_TASK DIRECTIONS_.
Reproduce all the records below, substituting "Category" for every occurrence of "Target" and leaving everything else unchanged. Leave the pictures out of your answer.

══ RECORDS TO PROCESS

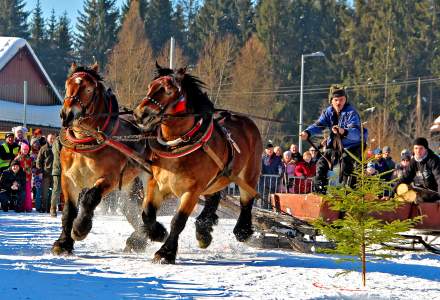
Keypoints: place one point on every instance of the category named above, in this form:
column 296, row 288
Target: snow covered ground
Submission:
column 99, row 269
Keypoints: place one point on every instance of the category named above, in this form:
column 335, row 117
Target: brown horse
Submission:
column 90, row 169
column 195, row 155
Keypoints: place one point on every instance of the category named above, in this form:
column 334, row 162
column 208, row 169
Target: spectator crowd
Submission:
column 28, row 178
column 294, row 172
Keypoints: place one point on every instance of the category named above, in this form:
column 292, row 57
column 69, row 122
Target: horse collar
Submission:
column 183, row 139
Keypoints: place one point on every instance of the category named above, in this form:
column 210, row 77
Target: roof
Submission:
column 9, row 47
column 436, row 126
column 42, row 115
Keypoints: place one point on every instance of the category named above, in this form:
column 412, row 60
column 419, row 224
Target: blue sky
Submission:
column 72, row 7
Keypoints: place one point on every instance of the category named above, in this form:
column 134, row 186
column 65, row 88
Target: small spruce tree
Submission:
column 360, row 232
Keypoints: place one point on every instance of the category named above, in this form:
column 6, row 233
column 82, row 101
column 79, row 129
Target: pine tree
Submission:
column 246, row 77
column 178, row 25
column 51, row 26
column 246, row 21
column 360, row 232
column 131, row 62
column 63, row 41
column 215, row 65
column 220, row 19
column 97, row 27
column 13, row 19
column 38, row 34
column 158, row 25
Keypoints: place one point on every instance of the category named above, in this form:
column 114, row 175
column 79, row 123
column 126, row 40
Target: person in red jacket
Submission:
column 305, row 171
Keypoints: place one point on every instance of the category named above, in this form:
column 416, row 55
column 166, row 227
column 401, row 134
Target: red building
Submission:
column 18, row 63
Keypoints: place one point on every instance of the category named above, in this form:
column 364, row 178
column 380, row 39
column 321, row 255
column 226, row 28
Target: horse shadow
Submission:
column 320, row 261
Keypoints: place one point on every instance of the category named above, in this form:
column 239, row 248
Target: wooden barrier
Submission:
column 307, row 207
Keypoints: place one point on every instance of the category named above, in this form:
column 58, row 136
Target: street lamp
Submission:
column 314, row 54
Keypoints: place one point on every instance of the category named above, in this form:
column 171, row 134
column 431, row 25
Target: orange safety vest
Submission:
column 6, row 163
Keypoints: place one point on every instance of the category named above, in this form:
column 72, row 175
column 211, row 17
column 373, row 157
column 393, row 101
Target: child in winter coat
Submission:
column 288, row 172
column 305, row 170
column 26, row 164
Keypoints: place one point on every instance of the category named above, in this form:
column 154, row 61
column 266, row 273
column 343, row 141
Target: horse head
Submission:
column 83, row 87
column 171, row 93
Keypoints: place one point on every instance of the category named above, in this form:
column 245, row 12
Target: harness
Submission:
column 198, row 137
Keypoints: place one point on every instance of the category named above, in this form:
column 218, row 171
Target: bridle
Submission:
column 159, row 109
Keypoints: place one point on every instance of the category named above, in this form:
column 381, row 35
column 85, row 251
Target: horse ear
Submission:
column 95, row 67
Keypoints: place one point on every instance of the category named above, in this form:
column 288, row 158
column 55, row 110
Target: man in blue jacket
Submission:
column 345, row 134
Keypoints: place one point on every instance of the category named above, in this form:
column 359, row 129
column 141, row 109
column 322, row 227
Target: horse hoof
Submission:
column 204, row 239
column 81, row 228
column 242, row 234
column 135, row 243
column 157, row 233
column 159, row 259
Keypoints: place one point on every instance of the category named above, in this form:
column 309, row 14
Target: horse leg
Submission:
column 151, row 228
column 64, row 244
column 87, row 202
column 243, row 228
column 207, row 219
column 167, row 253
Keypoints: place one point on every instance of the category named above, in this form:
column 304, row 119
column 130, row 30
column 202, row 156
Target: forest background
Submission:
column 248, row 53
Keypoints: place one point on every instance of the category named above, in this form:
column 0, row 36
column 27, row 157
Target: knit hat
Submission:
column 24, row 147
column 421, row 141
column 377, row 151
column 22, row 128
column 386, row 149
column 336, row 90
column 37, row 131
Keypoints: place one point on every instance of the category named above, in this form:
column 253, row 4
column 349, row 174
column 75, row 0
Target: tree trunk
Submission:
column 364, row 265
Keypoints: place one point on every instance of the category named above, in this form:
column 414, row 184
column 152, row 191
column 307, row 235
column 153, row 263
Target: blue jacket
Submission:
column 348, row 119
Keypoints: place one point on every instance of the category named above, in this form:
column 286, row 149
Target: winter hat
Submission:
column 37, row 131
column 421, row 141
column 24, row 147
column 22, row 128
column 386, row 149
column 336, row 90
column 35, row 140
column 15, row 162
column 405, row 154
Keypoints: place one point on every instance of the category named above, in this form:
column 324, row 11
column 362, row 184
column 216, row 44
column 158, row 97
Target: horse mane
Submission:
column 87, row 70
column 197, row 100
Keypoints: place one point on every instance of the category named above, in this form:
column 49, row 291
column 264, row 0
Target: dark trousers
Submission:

════

_RESPONSE TO THE TASK_.
Keypoints: place one point on every instance of the category named above, in this form:
column 296, row 288
Category: snow covered ground
Submission:
column 99, row 269
Keypoints: place one point on every instance of the category named above, in this form:
column 335, row 117
Category: brown horse
Submission:
column 90, row 169
column 195, row 155
Keypoints: place one point on every instance of the category named above, in this form:
column 334, row 162
column 208, row 169
Category: spectator crowd
Submission:
column 28, row 178
column 294, row 172
Keypoints: place one point on every instance of the category named above, in this form:
column 292, row 57
column 69, row 122
Category: horse collar
Submission:
column 183, row 139
Keypoints: place one point on every instance of the category named above, in this form:
column 210, row 77
Category: roof
Submission:
column 9, row 47
column 436, row 126
column 42, row 115
Keypoints: place one point on every instance of the category named above, in this form:
column 412, row 60
column 419, row 224
Category: blue sky
Submission:
column 72, row 7
Keypoints: place one point on every instance of the category named above, in this form:
column 134, row 186
column 65, row 88
Category: small spruce tree
Submission:
column 360, row 232
Keypoints: place one point on every instance of the category named above, in this form:
column 6, row 233
column 82, row 101
column 79, row 129
Category: pine tree
Submission:
column 246, row 77
column 178, row 25
column 51, row 26
column 246, row 21
column 360, row 232
column 131, row 62
column 63, row 41
column 215, row 65
column 220, row 19
column 97, row 27
column 13, row 19
column 38, row 34
column 158, row 25
Keypoints: place one point on every instance of the category named above, in this form:
column 114, row 175
column 79, row 123
column 126, row 40
Category: person in red jacket
Submission:
column 305, row 171
Keypoints: place one point on every instance of the category named above, in this form:
column 416, row 55
column 166, row 227
column 401, row 134
Category: red building
Submission:
column 18, row 63
Keypoints: place one point on every instance of the category named above, in this form:
column 364, row 178
column 380, row 39
column 321, row 255
column 226, row 28
Category: horse shadow
Submission:
column 320, row 261
Keypoints: place one point on every instance of the category named above, in this form:
column 239, row 248
Category: wooden barrier
Submission:
column 307, row 207
Keypoints: place one point on every instance of the category named above, in this form:
column 58, row 136
Category: street lamp
Submission:
column 314, row 54
Keypoints: place one point on every instance of the category named above, in this form:
column 171, row 134
column 431, row 25
Category: orange safety vest
Submission:
column 6, row 163
Keypoints: place one point on every instance of the category named above, in this form:
column 72, row 175
column 211, row 17
column 373, row 157
column 393, row 101
Category: child in winter coat
Submission:
column 288, row 172
column 305, row 170
column 26, row 164
Keypoints: place one point on every instance of the category named above, in this form:
column 154, row 61
column 266, row 273
column 343, row 141
Category: horse head
Submission:
column 83, row 87
column 171, row 93
Keypoints: place one point on every instance of the category named above, in this form:
column 245, row 12
Category: harness
Submission:
column 198, row 137
Keypoints: place one point on every instance of the category named above, in this form:
column 218, row 171
Category: bridle
Submission:
column 159, row 109
Keypoints: place one point on every instance of the category named above, in this form:
column 381, row 35
column 85, row 251
Category: horse ear
Submission:
column 95, row 67
Keypoints: place one point on every instance of the category named above, in this form:
column 288, row 158
column 55, row 110
Category: man in blue jacket
Submission:
column 345, row 134
Keypoints: place one point on every instance of the category named above, in this form:
column 359, row 129
column 141, row 109
column 322, row 227
Category: horse hoof
Submission:
column 204, row 239
column 81, row 228
column 242, row 234
column 135, row 243
column 157, row 233
column 159, row 259
Keypoints: place one point on every instance of the category named above, in this form:
column 309, row 14
Category: horse leg
Submission:
column 151, row 228
column 64, row 244
column 87, row 202
column 243, row 228
column 207, row 219
column 167, row 253
Keypoints: place one point on every instance of the category named above, in this form:
column 304, row 119
column 130, row 30
column 202, row 156
Category: forest background
Submission:
column 248, row 53
Keypoints: place one point on every instance of the category named above, in this form:
column 0, row 36
column 27, row 157
Category: knit hat
Submission:
column 24, row 147
column 421, row 141
column 377, row 151
column 22, row 128
column 386, row 149
column 336, row 90
column 37, row 131
Keypoints: place one point on every instance of the category named above, in this form:
column 253, row 4
column 349, row 174
column 75, row 0
Category: tree trunk
Submission:
column 364, row 265
Keypoints: place one point on every instance of the category named above, in this form:
column 414, row 184
column 152, row 191
column 307, row 235
column 153, row 263
Category: blue jacket
Submission:
column 348, row 119
Keypoints: place one point on every instance of the category named above, in this form:
column 286, row 149
Category: winter hat
Submission:
column 37, row 131
column 421, row 141
column 24, row 147
column 22, row 128
column 386, row 149
column 336, row 90
column 35, row 140
column 15, row 162
column 405, row 154
Keypoints: place one point on every instance of the category named above, in this form:
column 324, row 11
column 362, row 184
column 216, row 44
column 158, row 97
Category: horse mane
Submission:
column 87, row 70
column 197, row 100
Keypoints: place one point on every instance of the category named above, in this form:
column 49, row 291
column 264, row 0
Category: dark trousers
Submission:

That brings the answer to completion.